1. SCOTUS IS THE WRONG VENUE TO INITIATE AN ACTION IN QUO WARRANTO BECAUSE DOING SO WOULD DEPRIVE THE PUBLIC OF A JURY TRIAL ON THE ISSUE OF WHETHER OBAMA WAS BORN IN HAWAII.
The District of Columbia Code, Title 16, Chapter 35 (Quo Warranto) Subchapter III states:
In a quo warranto proceeding, the defendant may demur, plead specially, or plead “not guilty” as the general issue, and the United States or the District of Columbia, as the case may be, may reply as in other actions of a civil character. Issues of fact shall be tried by a jury if either party requests it. Otherwise they shall be determined by the court. (Emphasis added.)
The quo warranto statute allows a jury trial on “issues of fact”. Whether Obama was born in Hawaii is an issue of fact. Whoever institutes a proceeding pursuant to the statute may request a jury trial and one must be granted. The judge could not refuse.
But if the case is brought to SCOTUS before it’s brought to the District Court of the District of Columbia, and if SCOTUS were to accept the case, you’re never going to have a jury trial.
Any quo warranto proceeding should go before the DC District Court as follows:
a. a determination would have to be made, as a matter of fact, as to whether Obama was born in the US/Hawaii.
b. if the jury’s verdict is that he wasn’t born in Hawaii, then the legal question is easy: he’s not a natural born citizen. please take note that the issue wouldn’t be whether the online COLB is genuine, the issue is whether Obama was born in Hawaii and any COLB or other document would only be considered as a piece of evidence for the jury to consider.
c. if the jury’s verdict is that Obama was born in Hawaii, then the next issue is a more complex judicial question. the District Court would have to make a legal determination as to the meaning of NATURAL BORN CITIZEN.
Congress has absolutely no power to “interpret” clauses of the Constitution. That would be a violation of the separation of powers. Only the judicial branch could make such a determination. Congress properly assigned the issue to the District Court.
While Congress has the power to remove the President under the Constitution, they don’t have the power to interpret the Constitution. The judicial branch must do that.
As to issues of fact, ie:
– how long a person is a citizen of the US
– how old a person is
– where a person is born
…these qualifications for office are matters of fact which Congress properly recognized were best left to a trier of fact and therefore a trial by jury is statutorily allowed.
The issue of who is a “natural born citizen” under Article 2 Section 1 Clause 5 is an issue of legal interpretation outside the Constitutional authority of Congress.
Only the judicial branch can interpret the laws of this nation.
Congress didn’t delegate the authority to remove the President…they exercised that authority. (My previous explanation was not correct. I said they delegated their authority but that was a poor choice of words. Please forgive me.) Congress exercised their authority by allowing for the removal of the President.
Under the statute, the DC District Court must follow the law enacted by Congress. Congress has deemed that if an action is instituted properly, the court then conducts a trial as to all relevant facts. After the facts are determined, the court is empowered under the Constitution, to interpret the law in light of the facts.
JURY TRIAL. Think about that.
SCOTUS is not a trier of fact and so quo warranto MUST be brought before the District Court for the District of Columbia EXACTLY as the statute requires.
GOD FORBID SCOTUS WOULD EVER JUMP IN AND TRY TO WRANGLE THIS CASE FROM A DISTRICT COURT JURY.

Data lines:
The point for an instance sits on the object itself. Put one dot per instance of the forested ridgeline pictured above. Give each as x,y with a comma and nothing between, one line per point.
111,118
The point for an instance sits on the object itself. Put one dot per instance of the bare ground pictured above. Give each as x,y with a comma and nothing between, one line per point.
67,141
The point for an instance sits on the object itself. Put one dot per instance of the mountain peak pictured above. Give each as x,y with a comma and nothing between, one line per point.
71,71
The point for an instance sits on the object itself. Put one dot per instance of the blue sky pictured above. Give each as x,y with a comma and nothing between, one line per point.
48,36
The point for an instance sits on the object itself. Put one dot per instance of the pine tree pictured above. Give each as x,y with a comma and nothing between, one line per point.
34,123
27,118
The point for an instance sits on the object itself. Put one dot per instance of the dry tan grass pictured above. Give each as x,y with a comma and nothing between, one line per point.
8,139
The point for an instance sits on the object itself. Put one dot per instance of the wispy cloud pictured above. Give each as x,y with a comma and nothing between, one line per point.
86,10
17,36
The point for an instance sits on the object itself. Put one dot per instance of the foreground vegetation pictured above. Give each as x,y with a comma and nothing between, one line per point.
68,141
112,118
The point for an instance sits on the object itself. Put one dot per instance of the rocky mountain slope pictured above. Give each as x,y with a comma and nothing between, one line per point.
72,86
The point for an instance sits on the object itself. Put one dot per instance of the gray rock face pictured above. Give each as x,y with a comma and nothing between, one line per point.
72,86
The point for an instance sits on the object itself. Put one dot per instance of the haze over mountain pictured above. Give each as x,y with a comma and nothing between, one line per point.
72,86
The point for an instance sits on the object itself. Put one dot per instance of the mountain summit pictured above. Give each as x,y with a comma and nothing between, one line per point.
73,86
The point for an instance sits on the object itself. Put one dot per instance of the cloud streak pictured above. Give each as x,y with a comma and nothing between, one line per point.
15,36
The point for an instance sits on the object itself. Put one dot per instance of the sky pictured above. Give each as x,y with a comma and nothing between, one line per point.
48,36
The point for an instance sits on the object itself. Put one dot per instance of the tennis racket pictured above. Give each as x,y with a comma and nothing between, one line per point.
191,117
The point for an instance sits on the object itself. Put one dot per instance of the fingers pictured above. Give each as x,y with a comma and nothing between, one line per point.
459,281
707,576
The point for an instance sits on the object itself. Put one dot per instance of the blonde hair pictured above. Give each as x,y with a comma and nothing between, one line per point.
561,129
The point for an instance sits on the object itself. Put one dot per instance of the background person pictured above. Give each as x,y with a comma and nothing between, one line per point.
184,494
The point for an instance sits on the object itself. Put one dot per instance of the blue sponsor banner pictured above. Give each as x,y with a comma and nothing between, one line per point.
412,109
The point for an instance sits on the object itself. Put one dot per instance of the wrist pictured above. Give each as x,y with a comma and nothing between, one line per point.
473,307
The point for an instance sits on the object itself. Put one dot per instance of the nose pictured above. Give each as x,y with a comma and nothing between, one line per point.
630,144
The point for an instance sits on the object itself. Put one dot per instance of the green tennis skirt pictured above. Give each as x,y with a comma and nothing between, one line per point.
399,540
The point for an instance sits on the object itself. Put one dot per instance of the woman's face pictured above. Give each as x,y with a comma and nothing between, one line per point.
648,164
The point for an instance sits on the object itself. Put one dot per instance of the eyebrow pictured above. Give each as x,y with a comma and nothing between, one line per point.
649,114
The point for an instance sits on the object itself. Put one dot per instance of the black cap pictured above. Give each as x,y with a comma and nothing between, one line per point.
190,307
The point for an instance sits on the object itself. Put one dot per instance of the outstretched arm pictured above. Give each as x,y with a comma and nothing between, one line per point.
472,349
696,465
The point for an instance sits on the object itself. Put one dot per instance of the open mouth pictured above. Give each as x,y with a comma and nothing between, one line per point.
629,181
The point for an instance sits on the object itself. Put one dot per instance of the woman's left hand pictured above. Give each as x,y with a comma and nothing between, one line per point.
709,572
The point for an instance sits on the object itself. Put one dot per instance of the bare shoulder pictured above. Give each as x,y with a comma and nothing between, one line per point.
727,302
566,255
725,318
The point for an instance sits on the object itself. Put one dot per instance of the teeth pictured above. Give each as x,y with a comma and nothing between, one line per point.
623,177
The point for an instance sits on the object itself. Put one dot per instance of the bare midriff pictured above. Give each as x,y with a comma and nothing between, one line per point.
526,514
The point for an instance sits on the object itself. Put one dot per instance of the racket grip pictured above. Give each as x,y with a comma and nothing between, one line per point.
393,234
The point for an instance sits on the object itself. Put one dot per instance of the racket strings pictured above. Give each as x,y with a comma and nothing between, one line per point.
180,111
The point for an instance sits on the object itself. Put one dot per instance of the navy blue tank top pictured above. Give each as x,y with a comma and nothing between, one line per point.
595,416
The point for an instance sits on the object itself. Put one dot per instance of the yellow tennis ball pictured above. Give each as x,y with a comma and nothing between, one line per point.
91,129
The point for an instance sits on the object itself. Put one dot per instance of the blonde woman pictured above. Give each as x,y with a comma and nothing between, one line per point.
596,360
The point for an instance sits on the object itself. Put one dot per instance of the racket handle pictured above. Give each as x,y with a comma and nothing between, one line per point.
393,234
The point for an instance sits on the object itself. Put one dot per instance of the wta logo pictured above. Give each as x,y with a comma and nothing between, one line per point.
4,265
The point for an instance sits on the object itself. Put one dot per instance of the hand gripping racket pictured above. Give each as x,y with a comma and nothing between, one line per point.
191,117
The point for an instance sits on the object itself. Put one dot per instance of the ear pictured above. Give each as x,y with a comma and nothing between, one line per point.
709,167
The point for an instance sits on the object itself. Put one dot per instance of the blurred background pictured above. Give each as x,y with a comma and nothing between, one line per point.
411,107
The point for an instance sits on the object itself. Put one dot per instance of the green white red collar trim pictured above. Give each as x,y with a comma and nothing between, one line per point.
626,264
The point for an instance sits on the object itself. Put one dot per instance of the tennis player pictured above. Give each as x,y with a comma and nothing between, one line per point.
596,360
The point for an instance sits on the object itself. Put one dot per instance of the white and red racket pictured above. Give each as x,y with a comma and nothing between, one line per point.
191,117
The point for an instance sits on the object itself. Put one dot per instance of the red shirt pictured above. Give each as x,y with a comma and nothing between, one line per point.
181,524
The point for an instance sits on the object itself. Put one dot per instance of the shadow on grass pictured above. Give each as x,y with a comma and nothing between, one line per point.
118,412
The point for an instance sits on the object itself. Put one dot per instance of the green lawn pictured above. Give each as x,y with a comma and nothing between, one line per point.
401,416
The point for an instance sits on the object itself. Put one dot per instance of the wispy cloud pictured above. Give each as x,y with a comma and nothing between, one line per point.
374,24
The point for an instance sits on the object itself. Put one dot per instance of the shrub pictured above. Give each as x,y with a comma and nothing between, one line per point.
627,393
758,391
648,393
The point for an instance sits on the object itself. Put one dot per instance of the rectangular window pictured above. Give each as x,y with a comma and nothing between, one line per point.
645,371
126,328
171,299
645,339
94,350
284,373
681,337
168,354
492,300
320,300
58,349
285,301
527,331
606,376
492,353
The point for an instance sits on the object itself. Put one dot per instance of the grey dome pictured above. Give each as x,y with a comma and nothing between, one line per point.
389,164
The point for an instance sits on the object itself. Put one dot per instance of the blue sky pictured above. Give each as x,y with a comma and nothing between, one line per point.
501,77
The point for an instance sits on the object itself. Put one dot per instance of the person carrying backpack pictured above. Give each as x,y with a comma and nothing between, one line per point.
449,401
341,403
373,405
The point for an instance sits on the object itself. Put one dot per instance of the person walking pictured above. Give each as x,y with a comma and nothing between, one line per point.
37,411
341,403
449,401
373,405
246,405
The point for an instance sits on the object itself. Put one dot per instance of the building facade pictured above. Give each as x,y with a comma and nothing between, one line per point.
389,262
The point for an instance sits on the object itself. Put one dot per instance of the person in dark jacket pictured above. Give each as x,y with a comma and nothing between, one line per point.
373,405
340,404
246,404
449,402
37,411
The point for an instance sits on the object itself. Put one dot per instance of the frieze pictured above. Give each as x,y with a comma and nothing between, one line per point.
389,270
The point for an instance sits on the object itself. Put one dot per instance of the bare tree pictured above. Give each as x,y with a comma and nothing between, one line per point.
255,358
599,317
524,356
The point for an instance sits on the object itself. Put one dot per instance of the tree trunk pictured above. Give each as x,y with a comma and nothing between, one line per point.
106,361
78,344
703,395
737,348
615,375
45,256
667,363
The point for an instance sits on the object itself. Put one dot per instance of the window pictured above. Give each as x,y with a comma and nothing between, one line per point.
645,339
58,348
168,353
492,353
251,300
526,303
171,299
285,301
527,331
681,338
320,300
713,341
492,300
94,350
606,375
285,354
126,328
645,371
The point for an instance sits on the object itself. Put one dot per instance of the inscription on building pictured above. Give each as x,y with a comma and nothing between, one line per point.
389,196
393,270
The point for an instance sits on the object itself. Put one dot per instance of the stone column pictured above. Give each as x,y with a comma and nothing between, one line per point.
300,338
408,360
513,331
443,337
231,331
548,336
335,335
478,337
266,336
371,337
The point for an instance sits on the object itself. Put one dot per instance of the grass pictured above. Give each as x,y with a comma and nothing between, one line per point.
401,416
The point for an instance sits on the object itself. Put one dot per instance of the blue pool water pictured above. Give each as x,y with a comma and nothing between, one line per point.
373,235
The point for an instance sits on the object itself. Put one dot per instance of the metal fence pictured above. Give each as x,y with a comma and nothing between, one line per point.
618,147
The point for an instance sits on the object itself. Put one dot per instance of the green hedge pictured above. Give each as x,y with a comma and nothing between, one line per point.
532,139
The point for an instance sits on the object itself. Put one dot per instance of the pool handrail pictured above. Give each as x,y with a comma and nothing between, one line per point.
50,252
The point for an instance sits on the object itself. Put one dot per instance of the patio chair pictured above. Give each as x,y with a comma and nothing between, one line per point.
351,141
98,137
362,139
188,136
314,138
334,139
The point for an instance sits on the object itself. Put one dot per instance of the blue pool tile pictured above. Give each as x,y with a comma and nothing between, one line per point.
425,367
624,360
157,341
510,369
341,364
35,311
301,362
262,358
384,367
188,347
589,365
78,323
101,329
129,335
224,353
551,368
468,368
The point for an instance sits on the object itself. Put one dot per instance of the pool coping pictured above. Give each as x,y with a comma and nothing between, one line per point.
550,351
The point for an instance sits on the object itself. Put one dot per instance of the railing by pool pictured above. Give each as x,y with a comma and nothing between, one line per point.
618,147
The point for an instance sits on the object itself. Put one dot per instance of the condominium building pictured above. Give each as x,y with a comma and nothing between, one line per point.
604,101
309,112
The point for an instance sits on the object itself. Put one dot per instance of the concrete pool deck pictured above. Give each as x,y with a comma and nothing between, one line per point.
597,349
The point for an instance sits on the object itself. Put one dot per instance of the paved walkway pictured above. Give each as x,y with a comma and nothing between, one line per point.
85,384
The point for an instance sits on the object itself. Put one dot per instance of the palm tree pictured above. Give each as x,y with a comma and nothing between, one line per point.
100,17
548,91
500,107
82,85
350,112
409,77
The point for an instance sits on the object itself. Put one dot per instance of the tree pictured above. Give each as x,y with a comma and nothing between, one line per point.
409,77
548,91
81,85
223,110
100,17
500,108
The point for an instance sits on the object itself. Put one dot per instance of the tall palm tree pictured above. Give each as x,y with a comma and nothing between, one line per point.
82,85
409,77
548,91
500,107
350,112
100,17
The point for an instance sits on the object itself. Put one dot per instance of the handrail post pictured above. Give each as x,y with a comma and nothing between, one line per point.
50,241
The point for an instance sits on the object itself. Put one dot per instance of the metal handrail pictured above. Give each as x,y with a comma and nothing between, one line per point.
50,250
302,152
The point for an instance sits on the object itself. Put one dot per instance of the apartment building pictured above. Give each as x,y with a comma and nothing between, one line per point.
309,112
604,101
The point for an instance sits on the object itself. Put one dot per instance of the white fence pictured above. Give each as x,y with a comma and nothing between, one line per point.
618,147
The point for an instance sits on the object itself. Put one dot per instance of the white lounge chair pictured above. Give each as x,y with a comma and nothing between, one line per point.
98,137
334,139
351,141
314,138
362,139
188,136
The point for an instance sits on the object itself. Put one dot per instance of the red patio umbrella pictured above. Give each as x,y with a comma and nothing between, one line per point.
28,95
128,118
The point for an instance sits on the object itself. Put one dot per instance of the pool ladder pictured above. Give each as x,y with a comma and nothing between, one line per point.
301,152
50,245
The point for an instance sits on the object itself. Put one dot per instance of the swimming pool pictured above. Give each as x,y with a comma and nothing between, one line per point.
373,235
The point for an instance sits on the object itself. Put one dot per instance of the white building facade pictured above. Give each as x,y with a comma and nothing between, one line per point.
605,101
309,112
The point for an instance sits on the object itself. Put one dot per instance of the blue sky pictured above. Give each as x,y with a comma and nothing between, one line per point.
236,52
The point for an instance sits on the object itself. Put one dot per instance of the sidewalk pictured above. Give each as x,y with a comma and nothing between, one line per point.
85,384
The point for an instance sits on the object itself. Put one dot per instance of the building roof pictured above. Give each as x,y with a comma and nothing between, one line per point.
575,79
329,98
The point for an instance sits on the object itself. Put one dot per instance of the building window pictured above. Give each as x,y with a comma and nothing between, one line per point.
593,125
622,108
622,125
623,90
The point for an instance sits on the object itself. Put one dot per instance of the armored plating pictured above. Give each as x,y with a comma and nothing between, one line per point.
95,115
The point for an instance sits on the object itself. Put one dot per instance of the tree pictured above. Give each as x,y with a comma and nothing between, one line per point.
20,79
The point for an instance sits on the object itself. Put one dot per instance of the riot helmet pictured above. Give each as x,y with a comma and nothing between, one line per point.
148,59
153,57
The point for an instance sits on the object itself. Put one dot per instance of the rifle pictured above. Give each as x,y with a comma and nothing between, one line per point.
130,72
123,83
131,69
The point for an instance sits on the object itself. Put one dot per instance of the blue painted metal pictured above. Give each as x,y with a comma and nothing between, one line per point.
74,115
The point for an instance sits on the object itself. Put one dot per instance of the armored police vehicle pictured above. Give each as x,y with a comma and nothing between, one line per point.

Directives
**A.** Gather every row above that contains the word "patio", and copy each of those rows in full.
**B.** Carry on the argument about quo warranto and jury trials, picking up right after its last sentence.

Outputs in order
**A.**
The point for an instance sits on the object itself. Put one dot per instance of the patio chair pictured above. Give each as x,y with a comma and nothing between, one line per point.
The point for an instance sits on the object itself. Put one dot per instance of the red patio umbrella pictured above. Give each as x,y with a comma and nothing between, one line per point.

**B.**
2. STANDING UNDER THE DISTRICT OF COLUMBIA CODE TO INSTITUTE A FEDERAL QUO WARRANTO ACTION
a. STANDING OF GOVERNMENT OFFICIALS
The DC code allows three different levels of standing to “institute” a quo warranto action. As to private plaintiffs, SCOTUS noted – in Newman at 538 – that Congress “has placed obstacles” in the way. But as to the “Attorney General” or the “United States attorney”, who act in the name of the United States, the statute makes it very simple for an action to be instituted. It says:
“The Attorney General of the United States or the United States attorney may institute a proceeding pursuant to this subchapter on his own motion…”
SCOTUS in Newman at 546 has interpreted the statute to give wide discretion to these officials:
“By virtue of their position, they, at their discretion and acting under the sense of official responsibility, can institute such proceedings in any case they deem proper.”
“IN ANY CASE THEY DEEM PROPER.”
– There is no qualification that there be a certain amount of evidence one way or the other.
– There is no qualification that the officials must consider public opinion or political party affiliation.
– There is no “standing” to prove. If your title is US Attorney General or United States attorney, you have standing.
– There is no need to consult with Congress because, as SCOTUS noted in their opinion, Congress has already acted on the issue by enacting the quo warranto statute.
All that is required is that the official deems a quo warranto statute proper. His discretion is unassailable judicially.
WHY SHOULD THESE OFFICIALS DEEM QUO WARRANTO PROPER?
The short answer is that the action is proper to settle title to the office of President for the good of the nation.
Even if both officials are convinced Obama is eligible, it’s still proper for them institute a quo warranto proceeding because the evidence emerging now is that, by leaving the controversy as is, a floodgate of litigation will ensue. And like the waters over New Orleans levees, this floodgate has the ability to wreak havoc on our nation.
– Active military officers have openly stated that the so called Commander In Chief is an “imposter” and a “usurper”. These men have consented to be plaintiffs in eligibility law suits. Should this trend spread, it has the power to divide our forces and nation.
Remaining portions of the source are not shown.